**Selected passage**
* start *
Firdaus’ story begins as a young child growing up in Egypt under the accepted standard of female oppression. However, even as a young child, Firdaus was not free of abuse. She lived with her father and mother and received frequent visits from her uncle who was attending University in Cairo. Her uncle was her first abuser, “My galabeya often slipped up my thighs, but I paid no attention until the moment when I would glimpse my uncle’s hand moving slowly from behind the book he was reading to touch my leg. The next moment I could feel it travelling up my thigh with a cautious, stealthy, trembling movement. Every time there was a sound of a footstep at the entrance to our house, his hand would withdraw quickly.”[1] As a young girl she was unaware that what her uncle was doing to her was wrong, nor would her awareness have mattered, because as a female in this society bodily autonomy was not her right.
* end *
**Information shown**
* start *
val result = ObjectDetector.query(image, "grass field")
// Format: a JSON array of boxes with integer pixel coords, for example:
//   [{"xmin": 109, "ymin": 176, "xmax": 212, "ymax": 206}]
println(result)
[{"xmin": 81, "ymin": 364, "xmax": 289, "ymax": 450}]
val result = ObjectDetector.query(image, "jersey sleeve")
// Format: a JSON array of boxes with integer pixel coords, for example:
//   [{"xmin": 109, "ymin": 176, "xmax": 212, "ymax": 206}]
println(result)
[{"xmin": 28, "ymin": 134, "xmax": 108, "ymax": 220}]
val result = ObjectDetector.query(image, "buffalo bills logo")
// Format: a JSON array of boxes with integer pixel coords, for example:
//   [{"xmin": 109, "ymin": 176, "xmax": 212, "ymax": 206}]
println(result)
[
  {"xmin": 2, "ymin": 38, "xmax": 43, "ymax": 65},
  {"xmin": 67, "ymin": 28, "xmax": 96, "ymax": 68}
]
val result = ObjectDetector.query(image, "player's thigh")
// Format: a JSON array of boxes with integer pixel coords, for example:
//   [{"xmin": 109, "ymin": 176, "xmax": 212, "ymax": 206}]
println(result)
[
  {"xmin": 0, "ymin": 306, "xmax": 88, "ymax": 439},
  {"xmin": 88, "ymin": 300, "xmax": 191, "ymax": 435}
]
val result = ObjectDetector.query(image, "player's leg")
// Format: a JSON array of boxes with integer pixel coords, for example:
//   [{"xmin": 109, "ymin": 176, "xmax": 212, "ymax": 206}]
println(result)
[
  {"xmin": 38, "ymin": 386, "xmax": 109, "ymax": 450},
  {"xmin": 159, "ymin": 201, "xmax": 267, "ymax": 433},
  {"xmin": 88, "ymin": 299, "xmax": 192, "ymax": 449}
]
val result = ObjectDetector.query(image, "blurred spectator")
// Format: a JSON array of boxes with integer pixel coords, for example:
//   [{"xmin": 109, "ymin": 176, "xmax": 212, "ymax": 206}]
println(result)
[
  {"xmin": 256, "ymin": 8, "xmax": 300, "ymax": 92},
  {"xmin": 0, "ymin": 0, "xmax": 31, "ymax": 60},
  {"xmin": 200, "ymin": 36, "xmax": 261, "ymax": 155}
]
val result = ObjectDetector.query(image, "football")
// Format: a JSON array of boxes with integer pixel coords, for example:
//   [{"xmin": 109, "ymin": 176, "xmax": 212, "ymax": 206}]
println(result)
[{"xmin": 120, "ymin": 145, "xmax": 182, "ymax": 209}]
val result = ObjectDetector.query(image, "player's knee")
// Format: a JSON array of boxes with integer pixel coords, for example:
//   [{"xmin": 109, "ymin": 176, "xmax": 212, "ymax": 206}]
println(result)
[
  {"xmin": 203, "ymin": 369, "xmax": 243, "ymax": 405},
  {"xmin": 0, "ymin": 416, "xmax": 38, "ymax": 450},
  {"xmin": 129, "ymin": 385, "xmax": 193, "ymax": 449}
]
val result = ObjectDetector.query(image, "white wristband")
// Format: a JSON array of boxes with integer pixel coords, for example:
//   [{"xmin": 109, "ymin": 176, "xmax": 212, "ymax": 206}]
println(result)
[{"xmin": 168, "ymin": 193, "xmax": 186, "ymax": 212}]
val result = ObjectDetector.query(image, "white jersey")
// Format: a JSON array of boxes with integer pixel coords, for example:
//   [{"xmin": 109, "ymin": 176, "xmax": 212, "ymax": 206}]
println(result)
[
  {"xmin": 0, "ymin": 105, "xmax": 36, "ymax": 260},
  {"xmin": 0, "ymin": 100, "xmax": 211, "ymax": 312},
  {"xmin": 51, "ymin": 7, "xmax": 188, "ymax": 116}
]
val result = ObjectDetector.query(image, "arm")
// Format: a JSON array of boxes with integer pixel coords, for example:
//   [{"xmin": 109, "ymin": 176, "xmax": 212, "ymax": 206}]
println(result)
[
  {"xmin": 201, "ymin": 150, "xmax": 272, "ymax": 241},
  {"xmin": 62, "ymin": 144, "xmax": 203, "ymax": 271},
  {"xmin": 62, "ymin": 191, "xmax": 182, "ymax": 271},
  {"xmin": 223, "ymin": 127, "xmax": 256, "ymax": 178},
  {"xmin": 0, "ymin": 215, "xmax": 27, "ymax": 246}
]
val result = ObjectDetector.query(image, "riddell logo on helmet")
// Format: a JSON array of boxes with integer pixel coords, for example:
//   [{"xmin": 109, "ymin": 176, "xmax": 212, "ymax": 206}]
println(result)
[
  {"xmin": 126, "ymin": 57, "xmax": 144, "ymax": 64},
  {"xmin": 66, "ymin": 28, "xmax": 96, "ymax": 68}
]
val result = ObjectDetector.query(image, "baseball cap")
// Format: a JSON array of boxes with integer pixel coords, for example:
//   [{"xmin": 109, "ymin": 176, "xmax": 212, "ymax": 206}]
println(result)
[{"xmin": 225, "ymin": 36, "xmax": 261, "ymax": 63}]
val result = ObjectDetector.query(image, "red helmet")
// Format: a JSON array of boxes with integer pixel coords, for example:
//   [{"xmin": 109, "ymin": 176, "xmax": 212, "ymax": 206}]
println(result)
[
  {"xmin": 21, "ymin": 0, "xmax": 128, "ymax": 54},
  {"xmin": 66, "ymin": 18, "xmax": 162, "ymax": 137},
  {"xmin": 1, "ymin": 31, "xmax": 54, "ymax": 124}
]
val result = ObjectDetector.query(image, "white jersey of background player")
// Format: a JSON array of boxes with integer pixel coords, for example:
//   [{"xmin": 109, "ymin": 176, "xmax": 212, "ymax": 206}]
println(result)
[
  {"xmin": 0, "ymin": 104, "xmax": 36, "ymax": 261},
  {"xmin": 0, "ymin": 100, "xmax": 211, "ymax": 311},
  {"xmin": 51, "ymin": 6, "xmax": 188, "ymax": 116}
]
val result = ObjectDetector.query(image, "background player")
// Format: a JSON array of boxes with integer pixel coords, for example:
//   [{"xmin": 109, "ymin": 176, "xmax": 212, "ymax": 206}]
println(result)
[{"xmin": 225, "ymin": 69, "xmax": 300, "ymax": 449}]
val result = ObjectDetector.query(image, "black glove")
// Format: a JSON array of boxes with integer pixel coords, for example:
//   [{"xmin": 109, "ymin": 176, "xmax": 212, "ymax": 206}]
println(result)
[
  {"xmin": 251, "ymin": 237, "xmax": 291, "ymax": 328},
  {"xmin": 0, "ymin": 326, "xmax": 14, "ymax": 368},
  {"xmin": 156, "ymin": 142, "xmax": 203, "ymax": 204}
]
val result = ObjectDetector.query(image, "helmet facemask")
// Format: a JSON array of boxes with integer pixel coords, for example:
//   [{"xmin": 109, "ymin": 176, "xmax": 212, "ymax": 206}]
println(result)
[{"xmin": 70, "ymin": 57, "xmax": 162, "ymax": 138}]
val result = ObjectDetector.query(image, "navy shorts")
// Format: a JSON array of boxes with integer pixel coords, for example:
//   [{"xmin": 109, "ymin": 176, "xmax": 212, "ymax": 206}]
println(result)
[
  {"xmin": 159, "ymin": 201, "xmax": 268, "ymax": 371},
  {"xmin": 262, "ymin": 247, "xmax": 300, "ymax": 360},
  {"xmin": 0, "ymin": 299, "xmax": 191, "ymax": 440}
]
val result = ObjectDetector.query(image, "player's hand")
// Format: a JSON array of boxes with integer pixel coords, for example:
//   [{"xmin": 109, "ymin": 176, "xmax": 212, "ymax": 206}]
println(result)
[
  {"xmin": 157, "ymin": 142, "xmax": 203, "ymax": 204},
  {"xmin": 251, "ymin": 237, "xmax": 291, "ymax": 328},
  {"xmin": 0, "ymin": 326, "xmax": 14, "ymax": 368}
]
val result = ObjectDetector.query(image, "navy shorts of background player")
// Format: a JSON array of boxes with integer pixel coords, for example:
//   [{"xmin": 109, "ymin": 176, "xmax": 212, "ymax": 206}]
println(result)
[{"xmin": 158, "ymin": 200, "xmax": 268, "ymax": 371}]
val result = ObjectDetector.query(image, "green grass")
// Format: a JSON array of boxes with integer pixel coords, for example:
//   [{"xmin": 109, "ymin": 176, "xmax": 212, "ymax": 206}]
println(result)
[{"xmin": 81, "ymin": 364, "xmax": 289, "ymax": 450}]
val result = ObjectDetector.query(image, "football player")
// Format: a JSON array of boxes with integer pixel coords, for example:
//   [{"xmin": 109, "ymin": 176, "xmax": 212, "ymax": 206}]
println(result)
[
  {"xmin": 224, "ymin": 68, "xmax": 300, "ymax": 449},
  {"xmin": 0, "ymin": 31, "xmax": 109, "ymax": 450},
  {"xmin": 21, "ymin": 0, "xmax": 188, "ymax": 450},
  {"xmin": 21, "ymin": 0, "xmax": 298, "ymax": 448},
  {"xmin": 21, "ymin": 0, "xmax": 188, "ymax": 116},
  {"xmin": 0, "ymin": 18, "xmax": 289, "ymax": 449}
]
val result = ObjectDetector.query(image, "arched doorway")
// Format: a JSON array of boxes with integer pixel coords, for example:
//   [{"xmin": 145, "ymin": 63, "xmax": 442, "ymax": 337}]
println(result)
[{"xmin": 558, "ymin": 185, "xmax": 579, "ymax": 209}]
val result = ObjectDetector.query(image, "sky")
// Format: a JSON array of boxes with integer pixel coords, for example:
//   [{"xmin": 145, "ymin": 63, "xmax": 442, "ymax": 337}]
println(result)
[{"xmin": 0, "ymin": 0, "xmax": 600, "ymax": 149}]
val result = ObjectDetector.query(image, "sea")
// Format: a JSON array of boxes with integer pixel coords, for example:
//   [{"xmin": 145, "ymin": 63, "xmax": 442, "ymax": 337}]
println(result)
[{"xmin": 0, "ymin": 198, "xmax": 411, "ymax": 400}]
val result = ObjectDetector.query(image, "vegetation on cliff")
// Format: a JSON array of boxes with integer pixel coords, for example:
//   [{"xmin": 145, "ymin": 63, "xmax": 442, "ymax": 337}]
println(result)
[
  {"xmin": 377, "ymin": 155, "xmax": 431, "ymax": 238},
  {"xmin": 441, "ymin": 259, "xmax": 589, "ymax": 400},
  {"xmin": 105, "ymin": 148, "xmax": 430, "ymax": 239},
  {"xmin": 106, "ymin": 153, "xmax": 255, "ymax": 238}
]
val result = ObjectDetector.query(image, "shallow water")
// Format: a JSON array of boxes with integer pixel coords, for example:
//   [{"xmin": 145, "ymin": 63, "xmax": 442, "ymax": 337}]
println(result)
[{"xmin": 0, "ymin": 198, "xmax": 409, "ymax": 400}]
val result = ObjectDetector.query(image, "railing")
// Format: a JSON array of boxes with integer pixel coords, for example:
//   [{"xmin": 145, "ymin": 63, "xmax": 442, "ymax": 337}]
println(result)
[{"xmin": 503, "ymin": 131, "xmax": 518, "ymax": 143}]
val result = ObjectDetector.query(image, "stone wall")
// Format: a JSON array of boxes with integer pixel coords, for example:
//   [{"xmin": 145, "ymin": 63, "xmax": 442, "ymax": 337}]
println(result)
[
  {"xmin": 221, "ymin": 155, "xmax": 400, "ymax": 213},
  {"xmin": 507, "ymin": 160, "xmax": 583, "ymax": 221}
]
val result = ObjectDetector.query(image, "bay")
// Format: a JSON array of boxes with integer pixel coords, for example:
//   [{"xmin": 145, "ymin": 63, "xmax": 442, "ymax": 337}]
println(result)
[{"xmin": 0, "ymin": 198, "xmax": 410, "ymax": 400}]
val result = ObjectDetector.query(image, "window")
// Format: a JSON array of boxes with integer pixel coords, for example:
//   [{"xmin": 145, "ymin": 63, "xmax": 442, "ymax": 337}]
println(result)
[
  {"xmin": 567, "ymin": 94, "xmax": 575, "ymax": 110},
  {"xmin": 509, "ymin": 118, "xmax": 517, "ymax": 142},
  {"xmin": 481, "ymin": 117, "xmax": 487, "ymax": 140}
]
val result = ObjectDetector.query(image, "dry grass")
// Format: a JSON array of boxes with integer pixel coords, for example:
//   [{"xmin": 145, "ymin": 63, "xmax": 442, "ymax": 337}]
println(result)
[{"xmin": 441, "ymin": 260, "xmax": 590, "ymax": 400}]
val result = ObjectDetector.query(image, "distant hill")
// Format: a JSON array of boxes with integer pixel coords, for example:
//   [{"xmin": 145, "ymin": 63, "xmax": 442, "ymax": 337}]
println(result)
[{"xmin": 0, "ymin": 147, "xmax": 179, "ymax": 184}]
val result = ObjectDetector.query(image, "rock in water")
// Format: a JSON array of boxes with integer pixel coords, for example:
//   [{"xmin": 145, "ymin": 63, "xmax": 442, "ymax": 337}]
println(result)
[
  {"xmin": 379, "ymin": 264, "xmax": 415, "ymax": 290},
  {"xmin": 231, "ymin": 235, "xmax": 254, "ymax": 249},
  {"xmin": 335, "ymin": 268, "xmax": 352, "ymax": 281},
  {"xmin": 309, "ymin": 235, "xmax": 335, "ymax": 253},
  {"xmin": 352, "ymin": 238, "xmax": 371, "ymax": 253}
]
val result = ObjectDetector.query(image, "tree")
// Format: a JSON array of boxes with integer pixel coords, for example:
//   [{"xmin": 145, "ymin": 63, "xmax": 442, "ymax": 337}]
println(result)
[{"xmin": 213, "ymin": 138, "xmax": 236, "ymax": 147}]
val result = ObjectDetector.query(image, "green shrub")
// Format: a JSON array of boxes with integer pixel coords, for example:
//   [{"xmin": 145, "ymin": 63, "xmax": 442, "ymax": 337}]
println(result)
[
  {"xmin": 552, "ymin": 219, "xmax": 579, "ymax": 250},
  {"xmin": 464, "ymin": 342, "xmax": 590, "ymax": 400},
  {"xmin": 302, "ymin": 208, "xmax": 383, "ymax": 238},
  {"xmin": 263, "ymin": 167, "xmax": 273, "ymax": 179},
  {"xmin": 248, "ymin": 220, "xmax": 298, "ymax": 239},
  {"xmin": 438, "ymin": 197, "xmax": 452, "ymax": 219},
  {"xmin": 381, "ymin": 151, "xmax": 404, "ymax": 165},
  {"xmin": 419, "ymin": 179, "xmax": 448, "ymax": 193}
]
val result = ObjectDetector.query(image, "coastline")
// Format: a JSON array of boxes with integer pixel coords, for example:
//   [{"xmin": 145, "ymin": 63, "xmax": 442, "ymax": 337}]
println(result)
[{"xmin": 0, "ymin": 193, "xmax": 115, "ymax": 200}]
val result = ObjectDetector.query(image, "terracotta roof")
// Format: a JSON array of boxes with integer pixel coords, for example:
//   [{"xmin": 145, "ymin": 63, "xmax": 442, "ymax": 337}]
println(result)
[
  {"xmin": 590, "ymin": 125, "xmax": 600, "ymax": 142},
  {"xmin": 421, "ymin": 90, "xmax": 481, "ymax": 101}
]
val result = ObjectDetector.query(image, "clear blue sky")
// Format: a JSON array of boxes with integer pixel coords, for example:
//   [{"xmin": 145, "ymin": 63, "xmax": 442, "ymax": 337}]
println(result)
* end *
**Task requirements**
Print the passage about Firdaus' childhood word for word, from start to finish. The listing isn't needed for anything here.

**Full solution**
Firdaus’ story begins as a young child growing up in Egypt under the accepted standard of female oppression. However, even as a young child, Firdaus was not free of abuse. She lived with her father and mother and received frequent visits from her uncle who was attending University in Cairo. Her uncle was her first abuser, “My galabeya often slipped up my thighs, but I paid no attention until the moment when I would glimpse my uncle’s hand moving slowly from behind the book he was reading to touch my leg. The next moment I could feel it travelling up my thigh with a cautious, stealthy, trembling movement. Every time there was a sound of a footstep at the entrance to our house, his hand would withdraw quickly.”[1] As a young girl she was unaware that what her uncle was doing to her was wrong, nor would her awareness have mattered, because as a female in this society bodily autonomy was not her right.